* _What to work on_
All of the records below need to be copied exactly.

* _Material provided_
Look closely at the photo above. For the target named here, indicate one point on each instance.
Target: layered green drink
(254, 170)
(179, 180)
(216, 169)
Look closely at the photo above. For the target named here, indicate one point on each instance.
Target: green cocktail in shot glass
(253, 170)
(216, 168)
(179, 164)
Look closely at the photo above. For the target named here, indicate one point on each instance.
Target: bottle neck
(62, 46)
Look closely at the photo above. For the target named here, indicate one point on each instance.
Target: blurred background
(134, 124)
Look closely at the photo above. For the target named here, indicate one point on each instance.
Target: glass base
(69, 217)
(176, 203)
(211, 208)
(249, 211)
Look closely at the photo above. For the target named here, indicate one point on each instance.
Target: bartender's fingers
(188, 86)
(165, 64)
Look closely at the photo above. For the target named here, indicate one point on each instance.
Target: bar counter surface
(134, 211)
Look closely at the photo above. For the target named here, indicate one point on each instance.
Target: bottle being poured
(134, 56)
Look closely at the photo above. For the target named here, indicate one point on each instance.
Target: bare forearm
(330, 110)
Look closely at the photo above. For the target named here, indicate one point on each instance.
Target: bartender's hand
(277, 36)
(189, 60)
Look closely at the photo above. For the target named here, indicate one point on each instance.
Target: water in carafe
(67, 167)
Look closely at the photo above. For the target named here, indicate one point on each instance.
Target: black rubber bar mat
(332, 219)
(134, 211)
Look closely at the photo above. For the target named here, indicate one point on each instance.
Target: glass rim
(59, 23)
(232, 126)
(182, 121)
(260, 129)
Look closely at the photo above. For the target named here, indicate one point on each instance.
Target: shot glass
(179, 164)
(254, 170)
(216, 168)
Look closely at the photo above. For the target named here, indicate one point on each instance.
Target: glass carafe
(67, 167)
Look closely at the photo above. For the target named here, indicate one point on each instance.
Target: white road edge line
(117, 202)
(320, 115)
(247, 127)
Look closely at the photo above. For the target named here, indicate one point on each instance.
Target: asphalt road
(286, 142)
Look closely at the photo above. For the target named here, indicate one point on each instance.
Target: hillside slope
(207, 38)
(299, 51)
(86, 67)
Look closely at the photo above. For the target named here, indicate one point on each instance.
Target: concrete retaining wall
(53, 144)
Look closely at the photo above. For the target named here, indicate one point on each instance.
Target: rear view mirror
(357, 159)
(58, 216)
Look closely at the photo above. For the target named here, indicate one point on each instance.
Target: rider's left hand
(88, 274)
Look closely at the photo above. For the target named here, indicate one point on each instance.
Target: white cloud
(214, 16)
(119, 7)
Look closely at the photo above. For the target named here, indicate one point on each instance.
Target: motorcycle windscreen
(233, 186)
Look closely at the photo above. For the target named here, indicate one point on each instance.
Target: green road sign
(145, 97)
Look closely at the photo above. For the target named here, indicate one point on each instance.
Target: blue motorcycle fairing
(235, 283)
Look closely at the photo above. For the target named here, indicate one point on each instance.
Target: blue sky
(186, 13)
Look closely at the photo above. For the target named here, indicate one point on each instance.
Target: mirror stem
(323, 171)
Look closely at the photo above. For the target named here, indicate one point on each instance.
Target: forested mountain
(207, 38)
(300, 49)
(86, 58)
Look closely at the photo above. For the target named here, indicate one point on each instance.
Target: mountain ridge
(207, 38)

* _Written solution_
Look closely at the photo above. For the target named here, indicate one point on each instance.
Target: layered green drink
(254, 170)
(179, 180)
(216, 169)
Look closely at the photo above. For the target named here, indicate one point on each instance.
Target: green cocktail in shot glass
(253, 170)
(216, 168)
(179, 164)
Look closely at the photo above. For the target named here, indicate one point on each instance.
Target: bottle neck
(62, 46)
Look closely at the photo above. For the target named here, indicate one point on each instance.
Target: blurred background
(134, 124)
Look closely at the photo above. For the target named here, indicate one point on each instance.
Target: glass base
(69, 217)
(176, 203)
(211, 208)
(249, 211)
Look closely at the photo above. For the target named here, indicate one point on each instance.
Target: bartender's fingers
(188, 86)
(165, 64)
Look closely at the photo above. For the target named here, indicate one point on each instance.
Target: bar counter surface
(134, 211)
Look closely at the photo above. For the target named here, indicate one point on each instance.
Target: bottle being poured
(134, 56)
Look closely at the photo above. For the target named here, indicate one point on each instance.
Target: bare forearm
(330, 110)
Look closely at the photo above. For the target named here, indicate one point on each instance.
Target: bartender's hand
(277, 36)
(189, 60)
Look closely at the photo above. For the target named here, indicate one point on each instance.
Target: water in carafe
(67, 167)
Look closely at the photo above. For the target named here, indicate one point on each instance.
Target: black rubber bar mat
(332, 219)
(134, 211)
Look closely at the photo above. For the target named here, indicate one point on each instance.
Target: glass rim
(59, 23)
(232, 126)
(182, 121)
(260, 129)
Look closely at the photo above. For the target named here, indicate one point on each instance.
Target: shot glass
(179, 164)
(254, 170)
(216, 168)
Look closely at the photo above. For the target named here, indicate one point on each instance.
Target: glass carafe
(67, 167)
Look closely at the photo above. For the target named here, indicate one point on each instance.
Target: white road edge line
(117, 202)
(320, 115)
(247, 127)
Look closely at the photo above. For the target named here, indicate one point on each instance.
Target: asphalt road
(286, 142)
Look closely at the photo above. For the target named here, indicate one point on each instance.
Target: hillside slope
(207, 38)
(299, 51)
(86, 67)
Look closely at the photo above. For the target named here, indicate one point on each instance.
Target: concrete retaining wall
(53, 144)
Look closely at the photo above. For the target named here, indicate one point on each instance.
Target: rear view mirror
(357, 159)
(58, 216)
Look closely at the photo above. For the target named here, indicate one point on each instance.
Target: rider's left hand
(88, 274)
Look closely at the photo above. For the target named here, indicate one point on each instance.
Target: white cloud
(214, 16)
(119, 7)
Look closely at the photo above. For the target named here, indicate one point on each instance.
Target: motorcycle windscreen
(233, 186)
Look closely at the photo above. For the target named here, indicate one point on each instance.
Target: green road sign
(145, 97)
Look closely at the photo above. For the target named here, indicate one point on each instance.
Target: blue motorcycle fairing
(235, 283)
Look closely at the photo above. For the target named here, indicate one point on each instance.
Target: blue sky
(186, 13)
Look closely at the photo above. For the target named here, indicate one point on each instance.
Target: mirror stem
(323, 171)
Look closely at the photo above. For the target named here, indicate one point on each instance.
Target: forested mountain
(207, 38)
(300, 49)
(86, 58)
Look closely at the photo above. For the target named here, indicate one point on each instance.
Target: mountain ridge
(207, 38)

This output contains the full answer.